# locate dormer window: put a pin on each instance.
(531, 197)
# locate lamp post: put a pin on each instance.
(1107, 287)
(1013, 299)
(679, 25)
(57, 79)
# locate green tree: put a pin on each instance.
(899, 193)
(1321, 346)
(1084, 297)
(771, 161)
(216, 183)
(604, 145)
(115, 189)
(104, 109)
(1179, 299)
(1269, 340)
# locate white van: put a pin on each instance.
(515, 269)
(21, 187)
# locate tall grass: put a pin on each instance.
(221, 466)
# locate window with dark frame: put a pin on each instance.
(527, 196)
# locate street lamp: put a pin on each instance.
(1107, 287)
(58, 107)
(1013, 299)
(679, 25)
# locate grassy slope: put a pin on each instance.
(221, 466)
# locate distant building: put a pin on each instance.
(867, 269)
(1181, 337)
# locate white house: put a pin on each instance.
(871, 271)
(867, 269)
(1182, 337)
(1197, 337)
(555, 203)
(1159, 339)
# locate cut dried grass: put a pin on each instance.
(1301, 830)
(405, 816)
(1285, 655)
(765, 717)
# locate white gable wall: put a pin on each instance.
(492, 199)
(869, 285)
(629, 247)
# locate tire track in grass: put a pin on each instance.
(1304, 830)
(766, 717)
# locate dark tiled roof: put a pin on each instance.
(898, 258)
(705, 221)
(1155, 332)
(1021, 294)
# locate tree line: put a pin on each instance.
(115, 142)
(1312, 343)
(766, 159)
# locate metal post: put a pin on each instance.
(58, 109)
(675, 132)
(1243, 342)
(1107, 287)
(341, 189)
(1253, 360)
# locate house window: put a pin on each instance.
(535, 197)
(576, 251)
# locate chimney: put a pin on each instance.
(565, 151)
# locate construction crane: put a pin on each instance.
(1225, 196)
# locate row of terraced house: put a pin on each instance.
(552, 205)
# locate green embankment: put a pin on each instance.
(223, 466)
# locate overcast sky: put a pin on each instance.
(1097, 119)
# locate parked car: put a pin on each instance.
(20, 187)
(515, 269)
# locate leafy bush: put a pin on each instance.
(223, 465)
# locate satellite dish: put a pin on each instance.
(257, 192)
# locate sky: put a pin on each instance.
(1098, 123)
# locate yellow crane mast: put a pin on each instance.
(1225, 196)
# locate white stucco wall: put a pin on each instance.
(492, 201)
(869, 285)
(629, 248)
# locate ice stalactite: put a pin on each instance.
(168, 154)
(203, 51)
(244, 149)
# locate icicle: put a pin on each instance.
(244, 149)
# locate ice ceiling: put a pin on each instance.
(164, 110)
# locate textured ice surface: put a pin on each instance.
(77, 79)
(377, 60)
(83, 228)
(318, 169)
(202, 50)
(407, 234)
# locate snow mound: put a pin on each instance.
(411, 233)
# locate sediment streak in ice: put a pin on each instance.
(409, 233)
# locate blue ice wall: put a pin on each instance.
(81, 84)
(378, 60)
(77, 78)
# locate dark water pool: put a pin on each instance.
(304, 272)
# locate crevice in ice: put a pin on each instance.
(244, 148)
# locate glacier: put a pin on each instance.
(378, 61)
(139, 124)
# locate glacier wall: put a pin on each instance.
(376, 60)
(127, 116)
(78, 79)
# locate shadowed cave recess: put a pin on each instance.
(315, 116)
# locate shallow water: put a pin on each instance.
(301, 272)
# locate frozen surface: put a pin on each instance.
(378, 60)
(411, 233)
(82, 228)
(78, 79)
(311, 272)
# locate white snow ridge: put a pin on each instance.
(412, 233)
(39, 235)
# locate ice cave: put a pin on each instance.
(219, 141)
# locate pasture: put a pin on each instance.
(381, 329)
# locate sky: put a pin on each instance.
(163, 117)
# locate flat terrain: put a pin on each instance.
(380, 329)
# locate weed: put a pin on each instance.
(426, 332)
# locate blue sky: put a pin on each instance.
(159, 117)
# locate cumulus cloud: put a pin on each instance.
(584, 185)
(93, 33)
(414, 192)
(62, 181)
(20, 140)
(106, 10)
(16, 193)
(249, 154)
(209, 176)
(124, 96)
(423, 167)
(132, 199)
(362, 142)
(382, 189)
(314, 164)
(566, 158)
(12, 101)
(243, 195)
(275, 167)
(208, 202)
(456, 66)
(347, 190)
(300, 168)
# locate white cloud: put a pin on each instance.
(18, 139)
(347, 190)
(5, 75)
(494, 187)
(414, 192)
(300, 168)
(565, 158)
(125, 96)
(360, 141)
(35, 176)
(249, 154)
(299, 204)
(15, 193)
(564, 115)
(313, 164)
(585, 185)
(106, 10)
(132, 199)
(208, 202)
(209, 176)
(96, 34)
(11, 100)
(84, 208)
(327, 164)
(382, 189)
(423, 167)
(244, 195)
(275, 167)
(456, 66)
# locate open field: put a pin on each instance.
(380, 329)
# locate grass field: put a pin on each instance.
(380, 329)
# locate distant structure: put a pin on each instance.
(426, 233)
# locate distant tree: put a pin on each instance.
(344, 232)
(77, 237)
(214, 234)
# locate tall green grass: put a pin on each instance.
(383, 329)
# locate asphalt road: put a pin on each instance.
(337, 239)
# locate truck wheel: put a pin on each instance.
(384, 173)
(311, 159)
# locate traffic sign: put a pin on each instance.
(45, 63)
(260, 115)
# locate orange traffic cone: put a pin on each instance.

————

STATED GOAL: Copy all the items above, swapping "put a pin on" for "mark" wherever it appears and leaving everything else unchanged.

WRITTEN ANSWER:
# locate dormer window: mark each instance.
(531, 197)
# locate lamp post: mark each instance.
(1107, 287)
(1013, 299)
(679, 25)
(57, 79)
# locate green tree: mark each instance.
(899, 193)
(1321, 346)
(1084, 297)
(771, 161)
(216, 183)
(604, 145)
(115, 189)
(104, 109)
(1179, 299)
(1269, 340)
# locate white van: mark each instance.
(515, 269)
(21, 187)
# locate tall grass: mark each instance.
(221, 466)
# locate window with dark frame: mark each instance.
(527, 196)
# locate street lamp: mark each instance.
(1107, 287)
(58, 107)
(1013, 299)
(679, 25)
# locate grassy slope: mark each instance.
(221, 466)
# locate distant building: mark each instance.
(867, 269)
(1181, 337)
# locate white house: mark each instance.
(871, 271)
(867, 269)
(1182, 337)
(1197, 337)
(555, 203)
(1159, 339)
# locate cut dried grass: mark each instance.
(1301, 830)
(405, 816)
(1285, 655)
(765, 717)
# locate white gable wall: mark each instance.
(492, 199)
(869, 285)
(629, 247)
# locate tire track in grass: mark each instance.
(1304, 830)
(766, 717)
# locate dark tiled roof: mark each instance.
(898, 258)
(705, 221)
(1155, 332)
(1021, 294)
# locate tree line: mark each instance.
(115, 142)
(1312, 343)
(766, 159)
# locate metal post: mark each instance.
(58, 109)
(675, 132)
(1243, 342)
(1107, 287)
(341, 189)
(1253, 360)
# locate house window: mark each instance.
(535, 197)
(576, 251)
# locate chimney: mark each instance.
(565, 151)
# locate construction crane: mark each instance.
(1225, 196)
# locate row of terraced house: mark each instance.
(552, 205)
# locate green embankment: mark each instance.
(223, 466)
# locate overcast sky: mark each instance.
(1097, 119)
# locate parked car: mark each instance.
(20, 187)
(515, 269)
# locate leafy bush: mark each instance.
(223, 465)
# locate satellite dish: mark each instance.
(257, 192)
# locate sky: mark each instance.
(1098, 123)
# locate yellow crane mast: mark each instance.
(1225, 196)
# locate white stucco wall: mark each instance.
(492, 201)
(869, 285)
(629, 248)
# locate ice stalactite: mark each instance.
(168, 154)
(203, 51)
(244, 149)
# locate icicle: mark each instance.
(244, 149)
# locate ice ceiling: mark each instance.
(164, 110)
# locate textured ice surface: mark each instance.
(77, 79)
(377, 60)
(83, 228)
(318, 169)
(202, 50)
(407, 234)
# locate snow mound: mark each instance.
(411, 233)
# locate sediment streak in ice: mark each instance.
(409, 233)
# locate blue ice wall: mark each instance.
(81, 84)
(378, 60)
(77, 78)
# locate dark water pool: mark each instance.
(304, 272)
# locate crevice in ice: mark each instance.
(244, 148)
# locate glacier: mark each instance.
(378, 61)
(139, 124)
# locate glacier wall: mark each instance.
(376, 60)
(127, 116)
(78, 79)
# locate shadowed cave recess: mark each instance.
(315, 116)
# locate shallow water: mark each instance.
(301, 272)
# locate frozen surface: mark each instance.
(378, 60)
(411, 233)
(82, 228)
(78, 79)
(311, 272)
# locate white snow ridge: mark each instance.
(412, 233)
(39, 235)
# locate ice cave: mark each instance.
(219, 141)
# locate pasture: mark each instance.
(381, 329)
# locate sky: mark each instance.
(163, 117)
# locate flat terrain: mark each instance.
(380, 329)
# locate weed: mark each instance.
(426, 332)
# locate blue sky: mark each instance.
(159, 117)
# locate cumulus cloud: mark each instance.
(584, 185)
(93, 33)
(414, 192)
(62, 181)
(20, 140)
(106, 10)
(16, 193)
(249, 154)
(209, 176)
(124, 96)
(423, 167)
(132, 199)
(362, 142)
(382, 189)
(314, 164)
(566, 158)
(12, 101)
(243, 195)
(275, 167)
(208, 202)
(456, 66)
(347, 190)
(300, 168)
# locate white cloud: mark each instance.
(18, 139)
(347, 190)
(5, 75)
(494, 187)
(414, 192)
(300, 168)
(565, 158)
(125, 96)
(360, 141)
(35, 176)
(249, 154)
(299, 204)
(15, 193)
(564, 115)
(313, 164)
(585, 185)
(106, 10)
(132, 199)
(208, 202)
(209, 176)
(96, 34)
(11, 100)
(84, 208)
(327, 164)
(382, 189)
(423, 167)
(244, 195)
(275, 167)
(456, 66)
# locate open field: mark each instance.
(380, 329)
# locate grass field: mark each instance.
(380, 329)
# locate distant structure: mark each instance.
(426, 233)
# locate distant tree: mark each instance.
(344, 232)
(77, 237)
(214, 234)
# locate tall green grass: mark each instance.
(383, 329)
# locate asphalt road: mark each instance.
(337, 239)
# locate truck wheel: mark each instance.
(384, 173)
(311, 159)
# locate traffic sign: mark each instance.
(45, 63)
(260, 115)
# locate orange traffic cone: mark each instance.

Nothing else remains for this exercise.